The Corner

No, Baby Bottles Won’t Give Your Kids Cancer

I have two children under the age of two, so I’ve heard a lot of concern from other parents over bisphenol-A (BPA). BPA is a chemical used in making plastics, including baby bottles and children’s toys. Supposedly, the chemical will increase your risk for heart disease, cancer, diabetes and is alleged to cause neurological damage among other things.

Except after carefully examining the BPA-free baby bottles at Babies ‘R Us that cost five times as much as ordinary plastic bottles, I couldn’t find one reliable study that seemed to substantiate any of these dramatic claims about BPA. Just yesterday, California refused to classify BPA as a chemical causing reproductive harm. John Tierney’s science blog at the New York Times a few weeks ago highlighted a report concluding:

Missing in this debate is that it’s not just ‘industry groups’ that think BPA shouldn’t be banned — or just industry-sponsored studies that say it’s safe. Scientists, regulators, politicians in Europe, Australia, and Japan have all rejected the evidence that the chemical is harmful as methodologically flawed, badly conducted, or irrelevant — with some warning that banning it could actually endanger the public. Now that the National Institutes of Health has acknowledged that it funded a lot of poorly-designed research on BPA — the very research that is touted as evidence that the chemical is deadly — it’s time to ask whether America has been spun by clever marketing rather than clever science.

_DATASET EXTRACT_

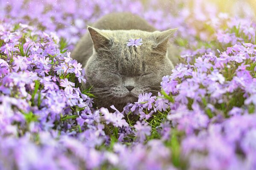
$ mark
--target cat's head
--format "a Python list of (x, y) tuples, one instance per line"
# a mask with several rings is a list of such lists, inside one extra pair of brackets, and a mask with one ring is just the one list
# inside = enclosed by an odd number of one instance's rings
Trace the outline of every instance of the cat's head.
[[(150, 32), (88, 27), (94, 52), (85, 73), (96, 96), (112, 104), (125, 104), (136, 101), (140, 94), (156, 92), (163, 76), (173, 69), (167, 51), (176, 30)], [(142, 39), (142, 45), (127, 46), (129, 39), (138, 38)]]

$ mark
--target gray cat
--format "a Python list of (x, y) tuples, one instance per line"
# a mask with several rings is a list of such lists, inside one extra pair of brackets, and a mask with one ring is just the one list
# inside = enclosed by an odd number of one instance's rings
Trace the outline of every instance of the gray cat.
[[(168, 40), (177, 29), (160, 32), (128, 13), (107, 14), (92, 26), (71, 56), (85, 65), (85, 86), (93, 86), (96, 106), (109, 108), (114, 105), (121, 111), (127, 103), (136, 102), (140, 94), (157, 94), (162, 77), (174, 68)], [(138, 38), (143, 45), (127, 46), (130, 39)]]

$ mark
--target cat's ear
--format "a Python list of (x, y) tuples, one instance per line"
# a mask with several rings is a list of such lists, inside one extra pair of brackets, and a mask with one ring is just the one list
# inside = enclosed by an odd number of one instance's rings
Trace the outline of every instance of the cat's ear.
[(88, 26), (88, 31), (93, 42), (93, 46), (97, 51), (100, 49), (107, 48), (109, 45), (110, 40), (107, 35), (101, 30)]
[(178, 29), (169, 29), (162, 32), (156, 31), (153, 32), (156, 37), (156, 45), (154, 49), (165, 52), (167, 50), (167, 44), (169, 39), (173, 36)]

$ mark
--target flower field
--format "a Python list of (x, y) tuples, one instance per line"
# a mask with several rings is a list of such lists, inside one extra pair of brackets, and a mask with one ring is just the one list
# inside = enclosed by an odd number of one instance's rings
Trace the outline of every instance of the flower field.
[[(255, 11), (210, 1), (0, 0), (0, 169), (256, 169)], [(178, 28), (180, 63), (111, 113), (71, 52), (121, 11)]]

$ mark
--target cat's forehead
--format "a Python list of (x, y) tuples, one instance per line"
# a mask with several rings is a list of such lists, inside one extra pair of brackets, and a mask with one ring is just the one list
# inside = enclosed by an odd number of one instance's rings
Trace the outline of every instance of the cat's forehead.
[(110, 36), (114, 42), (127, 43), (131, 39), (142, 38), (143, 44), (151, 44), (155, 39), (152, 32), (135, 30), (112, 31)]

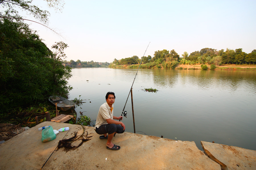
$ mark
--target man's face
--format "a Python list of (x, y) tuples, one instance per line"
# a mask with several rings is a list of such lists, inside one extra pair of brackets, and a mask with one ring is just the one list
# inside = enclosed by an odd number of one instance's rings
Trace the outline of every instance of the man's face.
[(115, 103), (115, 97), (114, 95), (113, 94), (109, 94), (108, 97), (106, 100), (109, 105), (112, 105)]

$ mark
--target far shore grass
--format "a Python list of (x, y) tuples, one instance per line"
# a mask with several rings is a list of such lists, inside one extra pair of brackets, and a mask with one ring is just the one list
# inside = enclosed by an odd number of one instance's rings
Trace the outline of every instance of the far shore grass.
[[(139, 64), (134, 64), (133, 65), (113, 65), (111, 67), (115, 68), (138, 68)], [(210, 69), (210, 65), (206, 64), (208, 68)], [(256, 70), (256, 64), (224, 64), (220, 66), (216, 66), (216, 68), (215, 70)], [(164, 69), (163, 67), (161, 66), (161, 68), (158, 68), (156, 67), (152, 67), (151, 69)], [(201, 64), (197, 65), (185, 65), (179, 64), (175, 69), (175, 70), (201, 70)]]

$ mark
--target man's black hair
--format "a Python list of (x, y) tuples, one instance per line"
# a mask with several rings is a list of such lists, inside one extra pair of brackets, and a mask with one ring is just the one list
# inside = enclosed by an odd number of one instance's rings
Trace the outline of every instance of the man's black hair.
[(113, 94), (114, 95), (114, 97), (115, 98), (115, 93), (114, 92), (111, 92), (109, 91), (107, 93), (107, 94), (106, 94), (106, 100), (108, 98), (108, 95), (109, 94)]

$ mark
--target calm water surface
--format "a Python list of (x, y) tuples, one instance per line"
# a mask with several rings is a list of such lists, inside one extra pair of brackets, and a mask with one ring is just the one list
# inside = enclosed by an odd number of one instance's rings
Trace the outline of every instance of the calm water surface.
[[(116, 97), (114, 115), (120, 115), (137, 72), (72, 69), (70, 98), (86, 99), (78, 116), (81, 111), (95, 120), (109, 91)], [(143, 90), (150, 88), (159, 91)], [(256, 72), (142, 69), (133, 92), (136, 133), (194, 141), (201, 150), (203, 141), (256, 150)], [(123, 121), (133, 132), (131, 100)]]

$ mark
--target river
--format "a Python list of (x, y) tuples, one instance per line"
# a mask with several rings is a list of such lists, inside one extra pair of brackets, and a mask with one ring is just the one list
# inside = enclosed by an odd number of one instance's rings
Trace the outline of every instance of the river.
[[(95, 120), (108, 91), (120, 115), (137, 71), (73, 69), (69, 98), (86, 102), (78, 116)], [(201, 150), (203, 141), (256, 150), (256, 72), (140, 69), (133, 87), (136, 133), (194, 141)], [(144, 90), (151, 88), (158, 91)], [(126, 131), (133, 133), (130, 95), (125, 110)]]

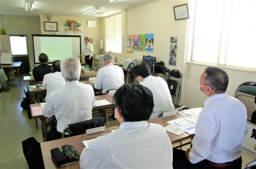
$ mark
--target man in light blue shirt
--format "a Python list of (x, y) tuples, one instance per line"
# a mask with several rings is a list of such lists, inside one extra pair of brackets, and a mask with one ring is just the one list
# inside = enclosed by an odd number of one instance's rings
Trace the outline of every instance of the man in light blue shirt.
[(208, 67), (198, 79), (209, 98), (199, 114), (192, 148), (173, 151), (173, 168), (241, 168), (242, 142), (247, 133), (247, 112), (238, 99), (227, 96), (227, 73)]

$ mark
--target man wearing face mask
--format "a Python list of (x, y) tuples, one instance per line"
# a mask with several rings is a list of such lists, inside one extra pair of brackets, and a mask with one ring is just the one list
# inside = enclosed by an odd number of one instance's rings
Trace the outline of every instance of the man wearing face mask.
[(79, 57), (81, 57), (82, 55), (84, 55), (84, 60), (85, 62), (89, 64), (89, 68), (92, 66), (92, 60), (93, 56), (93, 47), (92, 45), (89, 42), (89, 38), (87, 37), (84, 38), (84, 50), (81, 55), (79, 55)]
[(82, 151), (80, 168), (170, 168), (172, 145), (164, 128), (147, 121), (153, 95), (140, 84), (121, 86), (113, 98), (119, 129)]
[(111, 53), (103, 55), (104, 67), (99, 70), (94, 83), (94, 89), (102, 89), (102, 93), (111, 89), (118, 89), (124, 84), (123, 70), (113, 64), (114, 56)]
[(141, 62), (132, 68), (132, 73), (137, 78), (140, 84), (148, 88), (153, 93), (153, 113), (150, 119), (157, 118), (163, 112), (174, 109), (166, 82), (161, 77), (151, 76), (150, 69), (145, 62)]
[(227, 73), (208, 67), (198, 79), (209, 98), (199, 114), (193, 147), (173, 151), (173, 168), (241, 168), (242, 142), (247, 133), (247, 112), (238, 99), (227, 96)]

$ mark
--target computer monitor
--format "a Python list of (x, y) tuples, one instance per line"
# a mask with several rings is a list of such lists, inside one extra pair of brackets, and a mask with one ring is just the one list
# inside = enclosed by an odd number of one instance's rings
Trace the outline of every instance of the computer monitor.
[(150, 68), (150, 71), (152, 72), (153, 70), (152, 68), (152, 62), (156, 62), (156, 57), (149, 55), (143, 55), (142, 61), (148, 65), (149, 68)]

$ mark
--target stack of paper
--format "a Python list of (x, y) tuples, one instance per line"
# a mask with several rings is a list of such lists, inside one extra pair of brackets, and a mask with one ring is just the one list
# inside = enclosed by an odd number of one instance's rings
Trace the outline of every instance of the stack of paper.
[(94, 106), (99, 107), (99, 106), (108, 105), (110, 105), (110, 104), (111, 104), (111, 103), (110, 103), (108, 100), (101, 99), (101, 100), (95, 101), (95, 103), (94, 103)]
[[(95, 139), (95, 138), (94, 138)], [(91, 145), (91, 142), (94, 140), (94, 139), (83, 141), (82, 143), (84, 145), (85, 147), (89, 148), (90, 145)]]
[(196, 131), (196, 124), (183, 118), (170, 121), (167, 123), (173, 125), (189, 134), (195, 134)]
[(199, 114), (202, 111), (202, 109), (203, 109), (203, 108), (202, 108), (201, 107), (194, 108), (191, 108), (191, 109), (180, 111), (180, 112), (179, 112), (179, 113), (185, 117), (189, 117), (189, 116), (199, 115)]

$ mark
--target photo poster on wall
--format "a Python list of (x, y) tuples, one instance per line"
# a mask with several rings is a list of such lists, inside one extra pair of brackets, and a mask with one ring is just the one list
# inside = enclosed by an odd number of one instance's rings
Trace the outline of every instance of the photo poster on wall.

_INSTRUCTIONS FOR THE TASK_
Say whether each statement below agrees with the post on BPA and baby bottles. Answer yes or no for each, and quote the words from the post that decide it.
(a) The writer has two children under the age of two.
(b) California classified BPA as a chemical causing reproductive harm.
(c) The BPA-free bottles the writer looked at cost twice as much as ordinary plastic bottles.

_SOLVED EXERCISE_
(a) Yes: "I have two children under the age of two"
(b) No: "California refused to classify BPA as a chemical causing reproductive harm"
(c) No: "cost five times as much as ordinary plastic bottles"